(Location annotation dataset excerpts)
++++

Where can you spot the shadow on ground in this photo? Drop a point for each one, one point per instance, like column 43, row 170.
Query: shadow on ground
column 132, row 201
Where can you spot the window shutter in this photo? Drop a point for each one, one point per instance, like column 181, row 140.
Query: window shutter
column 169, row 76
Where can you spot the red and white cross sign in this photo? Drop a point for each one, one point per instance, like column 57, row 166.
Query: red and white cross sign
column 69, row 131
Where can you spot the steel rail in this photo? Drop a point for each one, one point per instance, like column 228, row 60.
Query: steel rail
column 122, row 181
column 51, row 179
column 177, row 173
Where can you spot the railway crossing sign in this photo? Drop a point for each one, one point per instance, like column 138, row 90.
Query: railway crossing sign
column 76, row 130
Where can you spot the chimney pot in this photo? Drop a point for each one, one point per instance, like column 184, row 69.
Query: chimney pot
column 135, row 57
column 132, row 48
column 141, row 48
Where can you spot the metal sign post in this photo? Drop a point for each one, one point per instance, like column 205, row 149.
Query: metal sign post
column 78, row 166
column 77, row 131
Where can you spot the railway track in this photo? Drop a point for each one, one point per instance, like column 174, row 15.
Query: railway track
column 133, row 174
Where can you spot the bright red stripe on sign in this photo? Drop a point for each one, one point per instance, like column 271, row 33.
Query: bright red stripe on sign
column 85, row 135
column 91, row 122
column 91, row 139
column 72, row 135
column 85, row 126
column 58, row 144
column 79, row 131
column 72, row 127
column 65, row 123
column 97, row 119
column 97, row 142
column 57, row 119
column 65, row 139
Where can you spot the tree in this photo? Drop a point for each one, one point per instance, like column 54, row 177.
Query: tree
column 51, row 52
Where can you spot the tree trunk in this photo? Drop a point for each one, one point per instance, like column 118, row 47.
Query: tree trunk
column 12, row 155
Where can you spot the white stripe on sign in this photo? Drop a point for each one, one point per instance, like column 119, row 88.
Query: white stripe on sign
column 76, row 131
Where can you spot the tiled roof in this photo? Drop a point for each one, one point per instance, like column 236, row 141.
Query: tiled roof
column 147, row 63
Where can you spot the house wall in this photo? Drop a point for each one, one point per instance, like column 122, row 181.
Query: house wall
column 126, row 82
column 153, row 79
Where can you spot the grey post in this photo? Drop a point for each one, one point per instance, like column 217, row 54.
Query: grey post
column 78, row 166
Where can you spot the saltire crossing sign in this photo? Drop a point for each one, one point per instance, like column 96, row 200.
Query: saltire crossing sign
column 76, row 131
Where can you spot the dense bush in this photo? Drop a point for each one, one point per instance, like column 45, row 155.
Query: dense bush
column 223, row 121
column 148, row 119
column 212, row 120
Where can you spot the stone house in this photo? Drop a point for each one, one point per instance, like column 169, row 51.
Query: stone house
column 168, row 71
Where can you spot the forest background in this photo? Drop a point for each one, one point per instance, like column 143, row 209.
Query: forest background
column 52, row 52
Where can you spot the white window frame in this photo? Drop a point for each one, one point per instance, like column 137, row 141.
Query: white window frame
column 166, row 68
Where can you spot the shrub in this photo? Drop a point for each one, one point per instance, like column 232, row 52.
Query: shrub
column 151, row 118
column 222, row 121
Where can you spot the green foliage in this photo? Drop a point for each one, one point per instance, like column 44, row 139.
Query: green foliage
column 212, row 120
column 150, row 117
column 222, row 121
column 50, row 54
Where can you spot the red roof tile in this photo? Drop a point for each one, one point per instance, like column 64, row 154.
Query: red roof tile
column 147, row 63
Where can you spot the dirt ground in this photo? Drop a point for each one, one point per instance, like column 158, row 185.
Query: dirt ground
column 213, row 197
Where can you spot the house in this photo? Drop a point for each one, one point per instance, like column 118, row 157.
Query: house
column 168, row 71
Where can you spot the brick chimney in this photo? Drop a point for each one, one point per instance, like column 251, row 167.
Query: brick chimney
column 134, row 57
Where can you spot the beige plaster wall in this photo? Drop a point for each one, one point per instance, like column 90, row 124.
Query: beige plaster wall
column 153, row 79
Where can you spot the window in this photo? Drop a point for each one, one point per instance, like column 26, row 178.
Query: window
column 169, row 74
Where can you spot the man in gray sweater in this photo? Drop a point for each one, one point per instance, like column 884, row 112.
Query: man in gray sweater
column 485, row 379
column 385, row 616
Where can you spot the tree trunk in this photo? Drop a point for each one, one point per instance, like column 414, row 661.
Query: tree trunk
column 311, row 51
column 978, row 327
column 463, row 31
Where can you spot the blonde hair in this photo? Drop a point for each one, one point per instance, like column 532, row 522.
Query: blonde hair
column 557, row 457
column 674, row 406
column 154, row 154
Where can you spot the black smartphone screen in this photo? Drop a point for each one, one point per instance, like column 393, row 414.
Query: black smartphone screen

++++

What is being asked. Copy the records word for word, starting at the line that contains "414, row 661." and ending after the line that contains "column 463, row 31".

Complete output.
Where can you spot the tree trunk in this photo? Drop a point for each one, one point per instance, like column 414, row 661.
Query: tree trunk
column 311, row 51
column 978, row 327
column 463, row 31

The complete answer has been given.